**What you have to do:** Copy each of the items below word for word, keeping every line as it appears.
>> start
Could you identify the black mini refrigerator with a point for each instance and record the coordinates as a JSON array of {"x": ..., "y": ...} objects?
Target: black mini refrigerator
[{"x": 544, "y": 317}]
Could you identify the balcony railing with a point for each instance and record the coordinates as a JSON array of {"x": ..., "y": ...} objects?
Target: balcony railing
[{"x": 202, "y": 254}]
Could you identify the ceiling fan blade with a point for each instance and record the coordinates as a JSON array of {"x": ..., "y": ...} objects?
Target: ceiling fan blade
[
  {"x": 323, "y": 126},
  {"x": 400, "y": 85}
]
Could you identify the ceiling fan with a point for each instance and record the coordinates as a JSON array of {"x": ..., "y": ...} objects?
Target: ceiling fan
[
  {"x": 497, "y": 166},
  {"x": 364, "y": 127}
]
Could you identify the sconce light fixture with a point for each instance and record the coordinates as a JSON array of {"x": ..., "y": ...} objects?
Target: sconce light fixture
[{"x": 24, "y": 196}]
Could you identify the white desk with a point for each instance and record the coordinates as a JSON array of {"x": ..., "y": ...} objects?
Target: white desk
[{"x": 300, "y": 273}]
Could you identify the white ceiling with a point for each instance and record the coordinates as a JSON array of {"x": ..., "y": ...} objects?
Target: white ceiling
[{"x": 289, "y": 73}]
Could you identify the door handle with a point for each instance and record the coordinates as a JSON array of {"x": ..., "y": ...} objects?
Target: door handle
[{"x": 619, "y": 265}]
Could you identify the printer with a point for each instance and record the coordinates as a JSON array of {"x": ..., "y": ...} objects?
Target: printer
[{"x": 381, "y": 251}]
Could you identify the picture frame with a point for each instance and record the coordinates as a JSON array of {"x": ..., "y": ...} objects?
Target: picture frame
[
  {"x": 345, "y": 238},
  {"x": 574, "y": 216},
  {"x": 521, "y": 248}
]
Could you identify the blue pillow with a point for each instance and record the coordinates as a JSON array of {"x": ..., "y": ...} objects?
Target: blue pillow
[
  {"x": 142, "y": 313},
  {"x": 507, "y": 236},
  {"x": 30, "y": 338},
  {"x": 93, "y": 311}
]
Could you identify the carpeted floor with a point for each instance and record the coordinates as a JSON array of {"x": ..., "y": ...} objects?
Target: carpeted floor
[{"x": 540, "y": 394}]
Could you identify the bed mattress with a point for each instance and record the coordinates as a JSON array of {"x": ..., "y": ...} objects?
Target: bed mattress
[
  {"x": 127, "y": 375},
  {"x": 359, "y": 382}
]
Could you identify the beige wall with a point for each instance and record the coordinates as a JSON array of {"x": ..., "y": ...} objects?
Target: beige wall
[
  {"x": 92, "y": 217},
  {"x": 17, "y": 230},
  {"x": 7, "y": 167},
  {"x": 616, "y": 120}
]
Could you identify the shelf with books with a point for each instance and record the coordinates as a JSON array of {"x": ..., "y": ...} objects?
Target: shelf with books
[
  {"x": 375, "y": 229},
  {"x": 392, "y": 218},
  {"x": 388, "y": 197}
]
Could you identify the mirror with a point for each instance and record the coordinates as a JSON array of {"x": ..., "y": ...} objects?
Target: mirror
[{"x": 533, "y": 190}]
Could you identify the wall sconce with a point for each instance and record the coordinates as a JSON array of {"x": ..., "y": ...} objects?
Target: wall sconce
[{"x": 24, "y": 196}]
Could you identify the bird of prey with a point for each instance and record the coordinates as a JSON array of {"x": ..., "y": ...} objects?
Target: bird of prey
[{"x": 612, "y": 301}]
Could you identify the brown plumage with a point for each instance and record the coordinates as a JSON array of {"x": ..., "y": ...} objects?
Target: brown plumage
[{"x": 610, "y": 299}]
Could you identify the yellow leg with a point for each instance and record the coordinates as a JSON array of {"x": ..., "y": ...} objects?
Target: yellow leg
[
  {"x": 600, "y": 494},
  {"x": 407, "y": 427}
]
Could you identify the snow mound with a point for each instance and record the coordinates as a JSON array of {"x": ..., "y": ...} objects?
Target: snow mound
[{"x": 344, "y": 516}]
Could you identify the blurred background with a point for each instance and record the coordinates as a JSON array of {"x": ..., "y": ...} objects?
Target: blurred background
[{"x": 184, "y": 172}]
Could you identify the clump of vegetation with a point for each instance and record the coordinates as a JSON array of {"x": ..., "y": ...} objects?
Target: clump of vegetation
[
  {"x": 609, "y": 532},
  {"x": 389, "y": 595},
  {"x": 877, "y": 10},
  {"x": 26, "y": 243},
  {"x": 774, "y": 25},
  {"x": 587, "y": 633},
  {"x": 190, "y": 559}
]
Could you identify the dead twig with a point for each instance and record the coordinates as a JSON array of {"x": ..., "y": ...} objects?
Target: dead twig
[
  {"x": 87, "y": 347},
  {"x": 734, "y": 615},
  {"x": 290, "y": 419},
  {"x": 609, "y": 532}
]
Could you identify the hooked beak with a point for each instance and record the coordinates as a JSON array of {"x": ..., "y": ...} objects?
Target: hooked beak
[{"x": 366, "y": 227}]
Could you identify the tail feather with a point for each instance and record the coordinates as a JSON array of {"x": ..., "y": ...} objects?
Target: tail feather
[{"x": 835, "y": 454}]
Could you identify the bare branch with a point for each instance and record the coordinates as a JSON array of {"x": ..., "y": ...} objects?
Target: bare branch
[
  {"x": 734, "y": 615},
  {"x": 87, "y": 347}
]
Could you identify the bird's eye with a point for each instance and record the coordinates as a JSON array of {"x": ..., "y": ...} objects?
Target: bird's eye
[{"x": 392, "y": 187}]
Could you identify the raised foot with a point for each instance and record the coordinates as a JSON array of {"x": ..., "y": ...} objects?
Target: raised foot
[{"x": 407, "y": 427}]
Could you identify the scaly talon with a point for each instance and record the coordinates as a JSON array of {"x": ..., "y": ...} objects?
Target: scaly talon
>> end
**The answer:**
Could you identify the black mini refrigerator with a point for each instance and record the coordinates as a JSON array of {"x": ..., "y": ...} objects?
Target: black mini refrigerator
[{"x": 544, "y": 317}]
Could you identify the balcony railing with a point for each instance and record the coordinates as a JSON array of {"x": ..., "y": ...} objects?
Target: balcony railing
[{"x": 202, "y": 254}]
Could you identify the ceiling fan blade with a point for each instance and record the coordinates as a JSON array of {"x": ..., "y": ...} objects?
Target: ceiling fan blade
[
  {"x": 323, "y": 126},
  {"x": 400, "y": 85}
]
Could you identify the ceiling fan with a point for each instance and record the coordinates as a JSON array of {"x": ..., "y": ...} objects?
Target: ceiling fan
[
  {"x": 497, "y": 166},
  {"x": 364, "y": 127}
]
Could you identify the sconce light fixture with a point for each instance and record the coordinates as a JSON array of {"x": ..., "y": ...} objects?
Target: sconce light fixture
[{"x": 24, "y": 196}]
Could you identify the white desk with a point for each instance and record the coordinates as a JSON array of {"x": ..., "y": ...} objects?
Target: white desk
[{"x": 300, "y": 273}]
Could you identify the white ceiling with a point for each instance and record the coordinates as a JSON array of {"x": ..., "y": ...} objects?
Target: white ceiling
[{"x": 289, "y": 73}]
Could you identify the door handle with a point for each instance and record the coordinates as a JSON array of {"x": ..., "y": ...} objects?
Target: door handle
[{"x": 619, "y": 265}]
Could you identify the printer with a point for each instance and record the coordinates as a JSON array of {"x": ..., "y": ...} objects?
Target: printer
[{"x": 381, "y": 251}]
Could you identify the picture frame with a point for each instance and record the coordinates as a JSON array of {"x": ..., "y": ...} objects?
Target: picture frame
[
  {"x": 345, "y": 238},
  {"x": 574, "y": 216},
  {"x": 521, "y": 248}
]
Could you identify the blue pillow with a point for each instance and record the coordinates as a JSON array of {"x": ..., "y": ...} objects?
Target: blue pillow
[
  {"x": 142, "y": 313},
  {"x": 507, "y": 236},
  {"x": 30, "y": 338},
  {"x": 93, "y": 311}
]
Could you identify the carpeted floor with a point for each instance and record the coordinates as a JSON array of {"x": ..., "y": ...} objects?
Target: carpeted floor
[{"x": 540, "y": 394}]
Could you identify the bed mattress with a point for each instance and record the coordinates as a JSON array of {"x": ..., "y": ...} objects?
Target: bed mattress
[
  {"x": 127, "y": 375},
  {"x": 359, "y": 382}
]
Could you identify the beige wall with a point for each instance and record the coordinates as a JSON array of {"x": ..., "y": ...} objects?
Target: beige wall
[
  {"x": 92, "y": 217},
  {"x": 17, "y": 230},
  {"x": 7, "y": 167},
  {"x": 616, "y": 120}
]
Could you identify the shelf with books with a point for each instance and record the coordinates as a JSON array of {"x": ..., "y": ...} objects?
Target: shelf with books
[
  {"x": 375, "y": 229},
  {"x": 392, "y": 218},
  {"x": 388, "y": 197}
]
Could you identify the mirror with a point for each instance and record the coordinates as a JSON array of {"x": ..., "y": ...} objects?
Target: mirror
[{"x": 533, "y": 190}]
Could you identify the wall sconce with a point for each instance and record the coordinates as a JSON array of {"x": ..., "y": ...} objects?
Target: wall sconce
[{"x": 24, "y": 196}]
Could you identify the bird of prey with a point for each instance and record the coordinates as a JSON array of {"x": ..., "y": ...} objects?
Target: bird of prey
[{"x": 612, "y": 301}]
Could you identify the brown plumage with a point for each instance and record the coordinates as a JSON array of {"x": ..., "y": ...} objects?
Target: brown plumage
[{"x": 610, "y": 299}]
Could you identify the yellow leg with a point for each instance and record the coordinates as a JSON array of {"x": ..., "y": ...} objects?
Target: yellow leg
[
  {"x": 600, "y": 494},
  {"x": 407, "y": 427}
]
Could you identify the snow mound with a point for each instance and record the coordinates as a JSON array of {"x": ..., "y": ...} objects?
Target: snow mound
[{"x": 344, "y": 516}]
Could you identify the blurred background with a point for each instance and record the coordinates as a JSON array of {"x": ..., "y": ...} objects?
Target: blurred background
[{"x": 184, "y": 172}]
Could you identify the clump of vegetation with a point for each instance and record the coordinates as a JSON array of {"x": ..., "y": ...} objects?
Target: clump of vegetation
[
  {"x": 609, "y": 532},
  {"x": 389, "y": 595},
  {"x": 877, "y": 10},
  {"x": 26, "y": 243},
  {"x": 774, "y": 25},
  {"x": 587, "y": 633},
  {"x": 190, "y": 559}
]
Could you identify the dead twig with a point for each instance and record the coordinates as a JSON array of {"x": ..., "y": ...} objects?
Target: dead twig
[
  {"x": 87, "y": 347},
  {"x": 734, "y": 615},
  {"x": 290, "y": 419},
  {"x": 609, "y": 532}
]
Could you identify the hooked beak with a point for each instance and record the coordinates as a JSON array of {"x": ..., "y": ...} objects?
Target: hooked beak
[{"x": 366, "y": 227}]
Could you identify the tail feather with a point for each instance and record the coordinates as a JSON array of {"x": ..., "y": ...} objects?
Target: tail feather
[{"x": 835, "y": 454}]
Could you identify the bare branch with a point for each instance and record the coordinates as a JSON array of {"x": ..., "y": ...} objects?
Target: bare branch
[
  {"x": 734, "y": 615},
  {"x": 87, "y": 347}
]
Could you identify the bird's eye with a point for each instance and record the coordinates as a JSON array of {"x": ..., "y": ...} objects?
Target: bird's eye
[{"x": 392, "y": 187}]
Could you identify the raised foot with a point for each instance and record the coordinates as a JSON array of {"x": ..., "y": ...} objects?
Target: raised foot
[{"x": 407, "y": 427}]
Could you identify the scaly talon with a point for each instance and record the coordinates as a JSON array of {"x": ..., "y": ...} objects?
Target: scaly talon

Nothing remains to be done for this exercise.